## Brief
Could you set down exactly the lines in the records below between the line holding "The required output" and the line holding "box: [431, 122, 440, 247]", inclusive?

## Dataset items
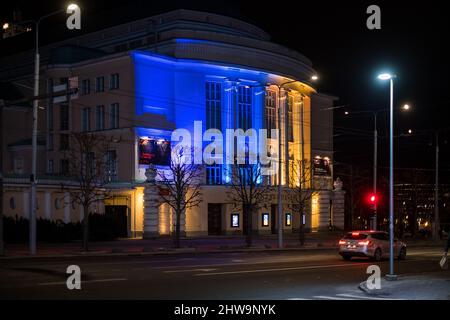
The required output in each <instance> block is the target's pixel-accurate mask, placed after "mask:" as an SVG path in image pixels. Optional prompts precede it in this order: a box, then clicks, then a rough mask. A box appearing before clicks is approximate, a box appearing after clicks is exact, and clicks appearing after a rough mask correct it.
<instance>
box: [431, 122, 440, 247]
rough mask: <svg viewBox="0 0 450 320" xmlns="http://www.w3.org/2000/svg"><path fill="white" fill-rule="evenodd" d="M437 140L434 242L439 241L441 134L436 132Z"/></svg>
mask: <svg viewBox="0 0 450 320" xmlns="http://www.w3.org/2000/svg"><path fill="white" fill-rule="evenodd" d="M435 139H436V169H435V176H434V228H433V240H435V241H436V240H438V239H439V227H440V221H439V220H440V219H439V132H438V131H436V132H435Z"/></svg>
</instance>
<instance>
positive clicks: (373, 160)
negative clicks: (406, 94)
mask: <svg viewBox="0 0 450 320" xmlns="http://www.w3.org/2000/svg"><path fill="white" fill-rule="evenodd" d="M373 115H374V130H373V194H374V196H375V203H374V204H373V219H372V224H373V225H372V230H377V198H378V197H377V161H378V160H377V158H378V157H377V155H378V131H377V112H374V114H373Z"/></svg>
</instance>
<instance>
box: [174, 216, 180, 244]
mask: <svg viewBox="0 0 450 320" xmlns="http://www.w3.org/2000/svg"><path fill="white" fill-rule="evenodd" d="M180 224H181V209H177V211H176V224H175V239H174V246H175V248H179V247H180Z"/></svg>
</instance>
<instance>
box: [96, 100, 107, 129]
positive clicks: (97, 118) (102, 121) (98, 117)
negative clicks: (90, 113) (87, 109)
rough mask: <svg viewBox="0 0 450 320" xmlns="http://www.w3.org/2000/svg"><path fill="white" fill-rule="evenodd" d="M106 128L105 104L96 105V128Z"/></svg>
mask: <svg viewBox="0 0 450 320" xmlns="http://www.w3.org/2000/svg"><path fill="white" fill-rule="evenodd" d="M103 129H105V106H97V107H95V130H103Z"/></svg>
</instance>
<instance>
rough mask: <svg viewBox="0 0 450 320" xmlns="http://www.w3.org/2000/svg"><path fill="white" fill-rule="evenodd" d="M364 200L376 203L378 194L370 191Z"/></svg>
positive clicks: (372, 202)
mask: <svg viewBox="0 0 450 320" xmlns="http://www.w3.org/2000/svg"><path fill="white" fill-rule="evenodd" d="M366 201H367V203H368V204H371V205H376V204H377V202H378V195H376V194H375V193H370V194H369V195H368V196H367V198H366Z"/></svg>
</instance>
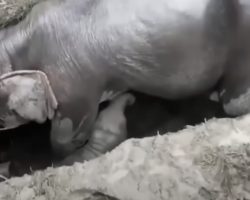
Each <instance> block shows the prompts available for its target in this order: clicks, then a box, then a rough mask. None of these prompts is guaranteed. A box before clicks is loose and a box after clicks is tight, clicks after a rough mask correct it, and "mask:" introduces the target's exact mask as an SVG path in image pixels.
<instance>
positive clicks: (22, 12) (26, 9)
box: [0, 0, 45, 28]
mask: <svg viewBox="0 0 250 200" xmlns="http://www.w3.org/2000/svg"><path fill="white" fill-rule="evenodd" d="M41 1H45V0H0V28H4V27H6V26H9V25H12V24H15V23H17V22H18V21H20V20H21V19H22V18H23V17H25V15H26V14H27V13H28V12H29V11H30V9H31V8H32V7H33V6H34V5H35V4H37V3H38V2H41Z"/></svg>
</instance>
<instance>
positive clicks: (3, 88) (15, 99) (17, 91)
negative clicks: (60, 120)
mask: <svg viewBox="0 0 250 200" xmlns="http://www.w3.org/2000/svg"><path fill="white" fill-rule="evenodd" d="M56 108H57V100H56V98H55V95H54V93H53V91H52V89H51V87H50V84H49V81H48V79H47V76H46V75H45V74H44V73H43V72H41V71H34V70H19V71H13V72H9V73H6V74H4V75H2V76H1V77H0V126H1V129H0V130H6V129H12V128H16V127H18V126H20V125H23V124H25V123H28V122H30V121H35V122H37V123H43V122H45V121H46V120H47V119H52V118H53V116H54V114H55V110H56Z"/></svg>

==

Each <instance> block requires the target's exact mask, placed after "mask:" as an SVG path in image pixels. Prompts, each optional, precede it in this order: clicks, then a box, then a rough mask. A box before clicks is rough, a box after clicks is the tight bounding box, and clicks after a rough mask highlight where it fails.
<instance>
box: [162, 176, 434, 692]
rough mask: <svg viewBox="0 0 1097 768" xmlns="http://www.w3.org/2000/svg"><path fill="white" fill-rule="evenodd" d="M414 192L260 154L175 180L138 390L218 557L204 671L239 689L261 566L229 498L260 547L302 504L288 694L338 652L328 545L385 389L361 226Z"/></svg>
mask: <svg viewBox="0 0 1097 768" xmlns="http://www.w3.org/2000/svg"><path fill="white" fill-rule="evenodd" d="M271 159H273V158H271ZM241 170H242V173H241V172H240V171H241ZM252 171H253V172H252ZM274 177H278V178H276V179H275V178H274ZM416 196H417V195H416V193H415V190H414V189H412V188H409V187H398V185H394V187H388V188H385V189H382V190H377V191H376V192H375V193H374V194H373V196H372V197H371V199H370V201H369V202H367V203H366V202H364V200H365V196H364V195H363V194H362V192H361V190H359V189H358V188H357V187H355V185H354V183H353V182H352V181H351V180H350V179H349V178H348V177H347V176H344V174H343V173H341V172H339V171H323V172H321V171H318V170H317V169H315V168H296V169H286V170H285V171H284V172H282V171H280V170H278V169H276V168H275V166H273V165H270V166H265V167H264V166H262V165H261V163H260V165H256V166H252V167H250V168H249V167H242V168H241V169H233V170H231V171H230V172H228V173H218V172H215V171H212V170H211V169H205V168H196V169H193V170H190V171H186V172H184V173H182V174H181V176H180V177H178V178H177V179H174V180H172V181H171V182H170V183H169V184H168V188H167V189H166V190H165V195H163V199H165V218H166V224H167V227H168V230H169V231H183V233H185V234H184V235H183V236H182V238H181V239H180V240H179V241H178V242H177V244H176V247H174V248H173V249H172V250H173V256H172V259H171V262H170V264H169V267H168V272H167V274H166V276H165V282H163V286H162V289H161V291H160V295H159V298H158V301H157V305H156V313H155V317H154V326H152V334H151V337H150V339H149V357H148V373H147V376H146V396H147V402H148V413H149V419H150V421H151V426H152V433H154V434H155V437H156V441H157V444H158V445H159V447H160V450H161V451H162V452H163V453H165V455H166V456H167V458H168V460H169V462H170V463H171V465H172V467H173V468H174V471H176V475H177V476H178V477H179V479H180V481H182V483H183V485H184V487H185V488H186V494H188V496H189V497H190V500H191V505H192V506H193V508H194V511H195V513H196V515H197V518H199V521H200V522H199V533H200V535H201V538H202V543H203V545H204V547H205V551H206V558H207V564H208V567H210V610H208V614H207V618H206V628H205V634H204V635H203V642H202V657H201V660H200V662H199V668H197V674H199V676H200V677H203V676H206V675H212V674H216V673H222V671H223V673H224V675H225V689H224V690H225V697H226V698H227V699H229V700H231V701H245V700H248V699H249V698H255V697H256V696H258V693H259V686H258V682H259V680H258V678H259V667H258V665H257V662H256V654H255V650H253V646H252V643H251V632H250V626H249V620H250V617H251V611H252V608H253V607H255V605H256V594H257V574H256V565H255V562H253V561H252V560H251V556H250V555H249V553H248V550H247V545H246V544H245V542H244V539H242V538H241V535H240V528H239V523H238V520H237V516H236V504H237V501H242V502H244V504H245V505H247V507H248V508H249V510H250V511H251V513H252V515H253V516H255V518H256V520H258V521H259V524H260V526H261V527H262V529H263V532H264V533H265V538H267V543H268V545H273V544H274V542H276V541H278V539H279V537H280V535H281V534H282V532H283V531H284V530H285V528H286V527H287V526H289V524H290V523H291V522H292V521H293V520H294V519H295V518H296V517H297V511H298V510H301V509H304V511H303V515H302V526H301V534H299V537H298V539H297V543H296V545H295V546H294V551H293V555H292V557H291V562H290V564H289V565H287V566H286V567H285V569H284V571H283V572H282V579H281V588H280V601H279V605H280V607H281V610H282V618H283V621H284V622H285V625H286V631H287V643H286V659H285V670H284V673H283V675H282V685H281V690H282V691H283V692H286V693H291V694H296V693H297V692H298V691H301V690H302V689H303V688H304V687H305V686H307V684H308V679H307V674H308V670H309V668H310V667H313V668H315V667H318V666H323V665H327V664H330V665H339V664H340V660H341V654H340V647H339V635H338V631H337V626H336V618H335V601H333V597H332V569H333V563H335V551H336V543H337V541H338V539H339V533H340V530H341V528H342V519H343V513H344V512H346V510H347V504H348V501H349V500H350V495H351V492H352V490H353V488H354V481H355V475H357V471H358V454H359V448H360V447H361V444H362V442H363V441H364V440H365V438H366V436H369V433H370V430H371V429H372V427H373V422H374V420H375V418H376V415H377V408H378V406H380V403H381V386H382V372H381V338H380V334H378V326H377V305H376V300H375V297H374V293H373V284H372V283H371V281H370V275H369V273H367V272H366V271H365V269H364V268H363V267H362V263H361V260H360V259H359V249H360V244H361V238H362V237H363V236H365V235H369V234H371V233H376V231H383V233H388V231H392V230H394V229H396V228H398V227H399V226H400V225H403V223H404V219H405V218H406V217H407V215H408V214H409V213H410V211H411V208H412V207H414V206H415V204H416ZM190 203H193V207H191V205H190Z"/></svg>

## Solution to this task
The required output in each <instance> block is the target's pixel-accurate mask, placed after "mask:" as an SVG path in image pixels. Optional prompts precede it in this order: a box, then clicks, then a rough mask. A box appearing before clicks is approximate, a box appearing after clicks is exact, and clicks appearing after a rough mask correct it.
<instance>
box: [431, 122, 440, 247]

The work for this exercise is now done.